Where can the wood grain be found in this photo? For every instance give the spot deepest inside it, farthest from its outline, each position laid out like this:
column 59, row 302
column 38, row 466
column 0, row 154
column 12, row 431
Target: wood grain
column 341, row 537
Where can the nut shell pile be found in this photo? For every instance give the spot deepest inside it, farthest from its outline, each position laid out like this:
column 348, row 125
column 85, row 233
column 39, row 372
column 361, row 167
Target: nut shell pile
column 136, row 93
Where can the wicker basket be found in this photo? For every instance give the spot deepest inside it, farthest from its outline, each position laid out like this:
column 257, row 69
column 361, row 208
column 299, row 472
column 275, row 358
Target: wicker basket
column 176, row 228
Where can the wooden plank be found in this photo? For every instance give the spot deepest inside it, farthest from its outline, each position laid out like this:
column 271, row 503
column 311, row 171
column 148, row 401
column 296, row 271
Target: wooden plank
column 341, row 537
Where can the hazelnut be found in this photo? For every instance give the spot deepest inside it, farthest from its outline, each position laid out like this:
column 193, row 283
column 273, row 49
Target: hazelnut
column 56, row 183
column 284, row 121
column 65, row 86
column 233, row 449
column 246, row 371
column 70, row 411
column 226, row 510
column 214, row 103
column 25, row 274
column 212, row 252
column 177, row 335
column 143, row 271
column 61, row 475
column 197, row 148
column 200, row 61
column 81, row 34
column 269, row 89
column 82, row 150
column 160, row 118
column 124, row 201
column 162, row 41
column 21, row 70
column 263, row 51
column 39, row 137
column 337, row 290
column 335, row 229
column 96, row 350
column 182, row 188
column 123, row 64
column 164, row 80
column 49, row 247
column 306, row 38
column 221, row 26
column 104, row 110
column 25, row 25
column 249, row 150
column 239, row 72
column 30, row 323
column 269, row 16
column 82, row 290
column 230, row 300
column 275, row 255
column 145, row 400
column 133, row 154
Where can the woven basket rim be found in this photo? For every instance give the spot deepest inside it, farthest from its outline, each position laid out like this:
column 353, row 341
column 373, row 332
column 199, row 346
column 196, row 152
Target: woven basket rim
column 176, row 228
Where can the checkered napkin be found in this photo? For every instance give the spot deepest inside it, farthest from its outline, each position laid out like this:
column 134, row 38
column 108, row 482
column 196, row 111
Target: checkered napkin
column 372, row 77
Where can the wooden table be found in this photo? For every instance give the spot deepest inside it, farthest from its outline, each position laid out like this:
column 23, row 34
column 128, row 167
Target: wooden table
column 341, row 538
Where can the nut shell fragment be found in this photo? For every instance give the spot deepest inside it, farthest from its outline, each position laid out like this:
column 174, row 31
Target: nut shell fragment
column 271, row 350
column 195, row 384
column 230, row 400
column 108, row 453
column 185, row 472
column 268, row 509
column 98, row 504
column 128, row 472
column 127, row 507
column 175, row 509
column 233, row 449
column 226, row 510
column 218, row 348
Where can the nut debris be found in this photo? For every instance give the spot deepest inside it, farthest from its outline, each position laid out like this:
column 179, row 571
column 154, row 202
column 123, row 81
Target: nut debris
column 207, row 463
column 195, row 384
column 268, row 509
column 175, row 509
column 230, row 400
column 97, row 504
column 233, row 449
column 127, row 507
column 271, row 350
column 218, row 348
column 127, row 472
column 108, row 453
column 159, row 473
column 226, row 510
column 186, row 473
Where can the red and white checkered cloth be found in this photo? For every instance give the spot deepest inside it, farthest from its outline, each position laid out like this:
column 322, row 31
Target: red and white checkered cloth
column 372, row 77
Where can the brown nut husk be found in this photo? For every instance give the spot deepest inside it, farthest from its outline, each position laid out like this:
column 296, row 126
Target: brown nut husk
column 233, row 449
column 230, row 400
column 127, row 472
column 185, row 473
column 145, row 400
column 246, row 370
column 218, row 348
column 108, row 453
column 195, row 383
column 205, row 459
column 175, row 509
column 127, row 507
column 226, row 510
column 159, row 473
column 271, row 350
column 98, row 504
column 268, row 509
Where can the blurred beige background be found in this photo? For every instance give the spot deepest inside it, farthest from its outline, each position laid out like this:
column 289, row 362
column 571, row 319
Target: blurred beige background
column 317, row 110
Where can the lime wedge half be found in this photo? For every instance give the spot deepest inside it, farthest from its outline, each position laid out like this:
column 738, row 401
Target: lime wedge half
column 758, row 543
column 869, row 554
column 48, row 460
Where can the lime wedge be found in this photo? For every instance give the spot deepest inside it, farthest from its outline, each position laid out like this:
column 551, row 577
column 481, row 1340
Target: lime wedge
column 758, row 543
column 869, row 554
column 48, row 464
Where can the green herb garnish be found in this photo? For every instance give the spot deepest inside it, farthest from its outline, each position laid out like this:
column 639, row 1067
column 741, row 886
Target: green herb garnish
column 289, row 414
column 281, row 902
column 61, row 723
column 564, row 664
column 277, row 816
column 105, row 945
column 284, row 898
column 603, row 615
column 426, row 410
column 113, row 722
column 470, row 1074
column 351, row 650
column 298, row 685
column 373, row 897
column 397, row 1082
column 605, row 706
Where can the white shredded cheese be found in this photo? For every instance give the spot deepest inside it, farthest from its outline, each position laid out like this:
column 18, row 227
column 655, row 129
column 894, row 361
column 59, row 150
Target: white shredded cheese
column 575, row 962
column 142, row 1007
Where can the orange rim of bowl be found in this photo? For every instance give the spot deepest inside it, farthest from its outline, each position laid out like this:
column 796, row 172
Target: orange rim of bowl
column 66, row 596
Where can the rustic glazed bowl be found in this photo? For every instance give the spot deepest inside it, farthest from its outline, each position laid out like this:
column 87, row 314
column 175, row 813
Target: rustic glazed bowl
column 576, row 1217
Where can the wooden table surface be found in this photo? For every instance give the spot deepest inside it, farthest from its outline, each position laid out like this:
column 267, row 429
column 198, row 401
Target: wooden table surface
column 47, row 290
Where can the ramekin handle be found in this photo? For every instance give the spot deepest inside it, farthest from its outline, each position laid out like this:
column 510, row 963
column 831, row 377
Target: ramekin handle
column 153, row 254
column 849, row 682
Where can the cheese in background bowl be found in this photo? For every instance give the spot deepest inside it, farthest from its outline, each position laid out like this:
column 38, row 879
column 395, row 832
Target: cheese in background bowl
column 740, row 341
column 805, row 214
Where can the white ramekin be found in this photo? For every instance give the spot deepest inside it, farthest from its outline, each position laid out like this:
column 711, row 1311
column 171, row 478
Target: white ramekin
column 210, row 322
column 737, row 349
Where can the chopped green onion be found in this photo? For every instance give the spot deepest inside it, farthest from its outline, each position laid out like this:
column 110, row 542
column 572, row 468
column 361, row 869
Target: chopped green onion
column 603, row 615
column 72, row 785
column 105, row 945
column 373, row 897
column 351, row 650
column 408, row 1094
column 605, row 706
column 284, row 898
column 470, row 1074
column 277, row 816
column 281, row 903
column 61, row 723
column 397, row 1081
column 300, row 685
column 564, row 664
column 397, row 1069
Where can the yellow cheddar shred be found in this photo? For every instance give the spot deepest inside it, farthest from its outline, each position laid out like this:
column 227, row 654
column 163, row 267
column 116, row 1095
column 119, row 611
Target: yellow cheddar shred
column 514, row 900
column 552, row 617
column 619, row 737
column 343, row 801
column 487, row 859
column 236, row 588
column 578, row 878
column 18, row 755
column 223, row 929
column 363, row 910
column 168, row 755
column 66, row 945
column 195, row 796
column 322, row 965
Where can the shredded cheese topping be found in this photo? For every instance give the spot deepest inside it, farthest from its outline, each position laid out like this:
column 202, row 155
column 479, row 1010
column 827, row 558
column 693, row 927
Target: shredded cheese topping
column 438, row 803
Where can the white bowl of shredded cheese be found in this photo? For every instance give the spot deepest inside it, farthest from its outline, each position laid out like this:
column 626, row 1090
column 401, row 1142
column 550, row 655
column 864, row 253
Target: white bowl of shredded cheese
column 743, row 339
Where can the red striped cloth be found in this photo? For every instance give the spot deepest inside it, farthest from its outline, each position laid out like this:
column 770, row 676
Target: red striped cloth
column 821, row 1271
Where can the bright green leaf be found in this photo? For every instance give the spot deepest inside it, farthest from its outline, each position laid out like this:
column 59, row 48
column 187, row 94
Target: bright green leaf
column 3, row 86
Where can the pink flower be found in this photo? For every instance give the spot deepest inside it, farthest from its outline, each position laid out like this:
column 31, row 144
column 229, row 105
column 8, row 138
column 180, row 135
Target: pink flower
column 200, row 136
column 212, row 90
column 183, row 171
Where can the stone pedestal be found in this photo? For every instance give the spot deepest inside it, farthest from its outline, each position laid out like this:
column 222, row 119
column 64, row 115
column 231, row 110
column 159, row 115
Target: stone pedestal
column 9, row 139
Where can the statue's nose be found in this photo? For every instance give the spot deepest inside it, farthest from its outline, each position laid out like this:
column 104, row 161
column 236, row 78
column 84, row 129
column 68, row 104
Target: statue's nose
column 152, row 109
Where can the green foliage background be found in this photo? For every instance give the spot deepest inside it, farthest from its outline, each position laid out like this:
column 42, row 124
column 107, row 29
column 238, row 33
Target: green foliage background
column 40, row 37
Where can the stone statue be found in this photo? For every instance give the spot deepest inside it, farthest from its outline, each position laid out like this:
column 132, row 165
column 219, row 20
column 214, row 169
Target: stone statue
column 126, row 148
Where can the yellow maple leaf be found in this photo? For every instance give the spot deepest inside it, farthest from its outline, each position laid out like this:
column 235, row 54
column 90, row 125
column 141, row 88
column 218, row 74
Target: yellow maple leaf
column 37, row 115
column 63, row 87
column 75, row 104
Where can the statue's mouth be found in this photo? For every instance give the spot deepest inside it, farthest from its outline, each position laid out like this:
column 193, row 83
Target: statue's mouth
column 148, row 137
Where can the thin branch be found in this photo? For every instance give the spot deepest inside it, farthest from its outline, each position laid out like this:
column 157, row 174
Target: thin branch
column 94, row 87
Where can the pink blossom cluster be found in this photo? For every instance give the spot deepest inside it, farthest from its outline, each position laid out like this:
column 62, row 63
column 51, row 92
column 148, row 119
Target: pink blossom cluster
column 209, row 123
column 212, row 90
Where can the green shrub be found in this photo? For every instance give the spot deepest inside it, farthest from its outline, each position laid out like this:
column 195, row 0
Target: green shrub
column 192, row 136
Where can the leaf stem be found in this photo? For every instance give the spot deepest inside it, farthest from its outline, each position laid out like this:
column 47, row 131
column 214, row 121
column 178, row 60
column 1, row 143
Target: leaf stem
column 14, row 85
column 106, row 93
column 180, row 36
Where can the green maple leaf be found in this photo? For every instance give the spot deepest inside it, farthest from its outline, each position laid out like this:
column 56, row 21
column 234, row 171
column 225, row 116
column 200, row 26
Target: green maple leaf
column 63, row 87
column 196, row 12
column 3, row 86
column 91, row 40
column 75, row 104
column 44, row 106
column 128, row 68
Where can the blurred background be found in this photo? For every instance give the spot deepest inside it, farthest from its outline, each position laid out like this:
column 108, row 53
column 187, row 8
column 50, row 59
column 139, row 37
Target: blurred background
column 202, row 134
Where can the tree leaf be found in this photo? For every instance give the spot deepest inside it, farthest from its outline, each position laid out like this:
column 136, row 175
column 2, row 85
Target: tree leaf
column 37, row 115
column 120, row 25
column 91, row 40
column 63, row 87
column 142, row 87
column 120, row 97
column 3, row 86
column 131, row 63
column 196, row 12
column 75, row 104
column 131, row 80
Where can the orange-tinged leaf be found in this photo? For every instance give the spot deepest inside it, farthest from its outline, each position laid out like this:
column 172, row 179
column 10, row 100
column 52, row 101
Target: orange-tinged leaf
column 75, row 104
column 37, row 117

# # # #

=== Objetivo ===
Organiza como una lista JSON de cadenas, una por línea y omitiendo las líneas en blanco, solo las líneas del listado que van desde la que contiene "Where can the tree" hasta la que contiene "column 131, row 80", ambas incluidas.

=== Respuesta ===
[
  "Where can the tree leaf be found in this photo? For every instance give the spot deepest inside it, farthest from its outline, each position laid out like this:",
  "column 136, row 175",
  "column 2, row 85",
  "Target: tree leaf",
  "column 37, row 115",
  "column 120, row 25",
  "column 91, row 40",
  "column 63, row 87",
  "column 142, row 87",
  "column 120, row 97",
  "column 3, row 86",
  "column 131, row 63",
  "column 196, row 12",
  "column 75, row 104",
  "column 131, row 80"
]